Saved data entries:
═══

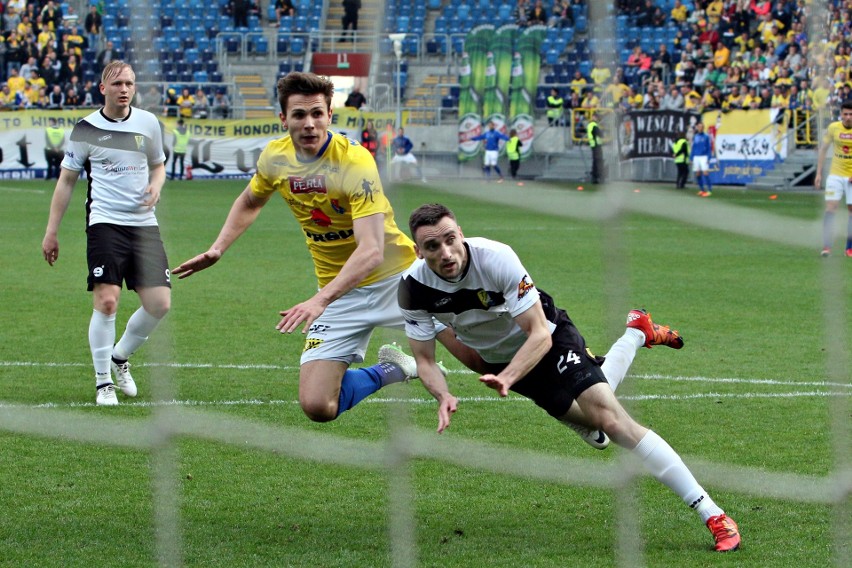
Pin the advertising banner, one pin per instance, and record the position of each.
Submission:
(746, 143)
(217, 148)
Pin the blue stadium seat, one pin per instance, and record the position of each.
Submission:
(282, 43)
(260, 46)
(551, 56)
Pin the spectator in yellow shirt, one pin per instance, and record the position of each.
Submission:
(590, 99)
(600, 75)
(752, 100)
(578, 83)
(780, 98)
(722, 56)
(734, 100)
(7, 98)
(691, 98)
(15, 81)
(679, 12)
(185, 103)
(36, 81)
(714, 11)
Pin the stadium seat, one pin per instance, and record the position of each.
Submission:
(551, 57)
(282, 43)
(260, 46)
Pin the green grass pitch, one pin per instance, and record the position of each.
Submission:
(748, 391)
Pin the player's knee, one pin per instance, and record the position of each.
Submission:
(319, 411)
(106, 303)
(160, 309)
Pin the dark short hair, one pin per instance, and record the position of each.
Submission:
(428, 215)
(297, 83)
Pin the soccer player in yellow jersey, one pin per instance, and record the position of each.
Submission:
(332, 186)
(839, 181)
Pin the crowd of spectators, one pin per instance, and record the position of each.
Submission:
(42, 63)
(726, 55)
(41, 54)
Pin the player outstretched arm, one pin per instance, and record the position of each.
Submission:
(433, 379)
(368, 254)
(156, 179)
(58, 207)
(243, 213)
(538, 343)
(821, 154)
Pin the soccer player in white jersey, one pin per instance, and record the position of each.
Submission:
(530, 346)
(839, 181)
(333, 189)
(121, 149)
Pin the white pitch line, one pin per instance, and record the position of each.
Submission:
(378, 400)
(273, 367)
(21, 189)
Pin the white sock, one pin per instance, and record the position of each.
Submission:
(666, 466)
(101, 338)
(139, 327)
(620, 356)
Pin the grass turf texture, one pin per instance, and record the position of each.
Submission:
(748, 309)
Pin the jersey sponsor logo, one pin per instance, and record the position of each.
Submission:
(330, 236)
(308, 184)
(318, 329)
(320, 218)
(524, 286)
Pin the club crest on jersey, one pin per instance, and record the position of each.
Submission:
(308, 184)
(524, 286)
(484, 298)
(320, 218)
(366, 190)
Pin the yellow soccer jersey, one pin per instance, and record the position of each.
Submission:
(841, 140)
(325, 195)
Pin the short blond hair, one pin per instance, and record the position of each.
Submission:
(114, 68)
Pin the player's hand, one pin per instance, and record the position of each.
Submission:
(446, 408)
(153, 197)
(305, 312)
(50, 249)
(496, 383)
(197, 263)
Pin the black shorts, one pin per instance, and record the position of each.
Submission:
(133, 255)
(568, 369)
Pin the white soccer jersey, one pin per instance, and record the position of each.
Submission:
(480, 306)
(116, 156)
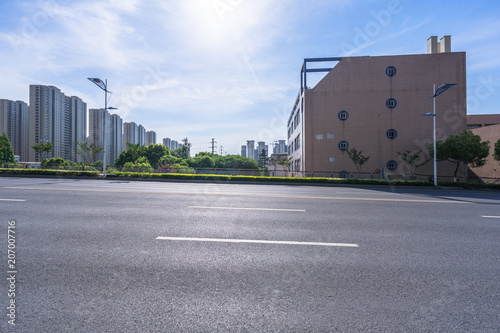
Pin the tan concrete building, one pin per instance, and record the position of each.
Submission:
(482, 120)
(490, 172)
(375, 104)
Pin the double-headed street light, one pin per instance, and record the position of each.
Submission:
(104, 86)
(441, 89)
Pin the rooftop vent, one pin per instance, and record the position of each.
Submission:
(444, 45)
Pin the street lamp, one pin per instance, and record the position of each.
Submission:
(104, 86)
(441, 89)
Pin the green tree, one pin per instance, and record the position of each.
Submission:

═══

Write out all of the saved data entries above word for word, leaving out the pictures.

### WORKED ANSWER
Pin the advertising banner, one pin per instance, and record the position of each.
Submission:
(746, 143)
(217, 148)
Pin the blue stadium seat, one pin per instance, and record the position of each.
Submission:
(282, 43)
(260, 46)
(551, 56)
Pin the spectator in yellow shirt, one pin per instance, and record the position of each.
Submission:
(590, 99)
(600, 75)
(752, 100)
(578, 83)
(780, 98)
(722, 56)
(734, 100)
(7, 98)
(691, 98)
(15, 81)
(679, 12)
(185, 103)
(36, 81)
(714, 11)
Pin the stadium seat, one pin per instance, and record the position of each.
Submission:
(551, 57)
(282, 43)
(260, 46)
Pin the green grass pitch, one pin per instance, and record the position of each.
Submission:
(748, 391)
Pin the player's knee, one pin per instance, and record the position of each.
Submission:
(319, 411)
(106, 303)
(160, 309)
Pin the dark short hair, one pin per instance, and record the position of each.
Submission:
(428, 215)
(297, 83)
Pin the soccer player in yellow jersey, one pin per instance, and record the position of each.
Submission:
(332, 186)
(839, 181)
Pin the crowd of spectators, one pin per instance, and record the position of each.
Submission:
(42, 63)
(726, 55)
(41, 54)
Pin the player outstretched arm, one pin per instance, and record the position of each.
Submission:
(433, 379)
(368, 254)
(156, 179)
(58, 207)
(243, 213)
(538, 343)
(821, 154)
Pin the soccer player in white jersey, one pin per instance, and record the position of each.
Submission:
(530, 346)
(839, 181)
(333, 189)
(121, 149)
Pin the white pitch line, one pin per instance, and record the position of each.
Submission:
(378, 400)
(273, 367)
(21, 189)
Pin the white sock, one pin per instance, and record the position of each.
Submission:
(666, 466)
(101, 338)
(139, 327)
(620, 356)
Pin the grass turf texture, one pin per instance, and record the position of each.
Submission:
(748, 309)
Pin the jersey sponsor logo, one pin per instance, and record the position of each.
Submission:
(330, 236)
(308, 184)
(318, 329)
(320, 218)
(524, 286)
Pin the club crest on jersey, one pin per instance, and record the position of each.
Submission:
(308, 184)
(524, 286)
(484, 298)
(320, 218)
(366, 190)
Pin the yellow soccer jersey, one pin per instance, and record the position of each.
Submission:
(841, 140)
(325, 195)
Pin the short blond hair, one pin per instance, and record the position of each.
Submission:
(114, 68)
Pin the player's hand, one pin per instance, and record the position of each.
Submission:
(446, 408)
(153, 197)
(305, 312)
(50, 249)
(496, 383)
(197, 263)
Pin the black shorts, one pin per instance, and record the position of each.
Submission:
(133, 255)
(568, 369)
Pin the white soccer jersey, one pin per instance, and record the position of each.
Submission:
(480, 306)
(116, 156)
Pin the tan concrete building, one pin per instance, and record the position of each.
Submission:
(482, 120)
(490, 172)
(375, 104)
Pin the double-headed street light, one pin per instance, and record the position of each.
Submission:
(104, 86)
(441, 89)
Pin the rooftop vent, one pin per instance, and record the position of each.
Submission:
(444, 45)
Pin the street lamp, one pin per instance, and record the position of each.
Submission:
(104, 86)
(441, 89)
Pin the green tree, one pin per instance, and record the position of each.
Submission:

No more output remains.